── Provided material ──
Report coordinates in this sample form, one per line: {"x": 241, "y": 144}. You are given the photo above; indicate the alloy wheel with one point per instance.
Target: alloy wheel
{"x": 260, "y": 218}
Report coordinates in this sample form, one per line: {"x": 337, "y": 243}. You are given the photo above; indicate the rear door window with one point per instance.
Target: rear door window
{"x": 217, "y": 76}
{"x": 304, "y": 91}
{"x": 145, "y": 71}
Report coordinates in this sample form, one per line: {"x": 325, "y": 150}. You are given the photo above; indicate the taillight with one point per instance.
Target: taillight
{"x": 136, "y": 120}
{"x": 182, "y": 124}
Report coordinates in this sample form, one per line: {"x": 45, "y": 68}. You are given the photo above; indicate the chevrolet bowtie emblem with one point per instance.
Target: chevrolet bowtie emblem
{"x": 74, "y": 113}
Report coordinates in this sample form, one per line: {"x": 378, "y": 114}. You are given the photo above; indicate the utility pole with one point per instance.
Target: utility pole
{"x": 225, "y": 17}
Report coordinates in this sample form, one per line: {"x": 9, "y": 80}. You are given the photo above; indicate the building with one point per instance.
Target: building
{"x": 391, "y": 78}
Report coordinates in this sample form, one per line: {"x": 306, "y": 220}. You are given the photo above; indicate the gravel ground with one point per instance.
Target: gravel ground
───
── Provided material ──
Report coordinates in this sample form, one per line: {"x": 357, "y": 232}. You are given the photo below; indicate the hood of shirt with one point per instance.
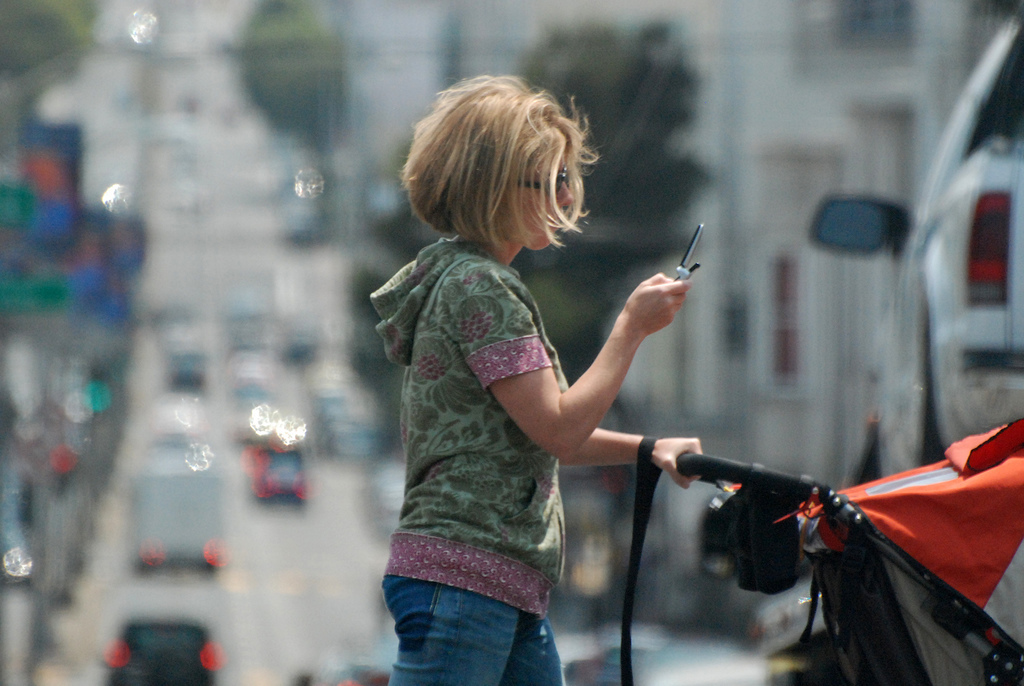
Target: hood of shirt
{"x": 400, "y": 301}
───
Task directions -
Please pick out and copy every line of the items above that contains the word "ground". Letter case counts.

Solution -
Report coordinates in this sample form, one per line: {"x": 306, "y": 220}. You are given the photo above; indicate the gravel ground with one point per instance.
Target: gravel ground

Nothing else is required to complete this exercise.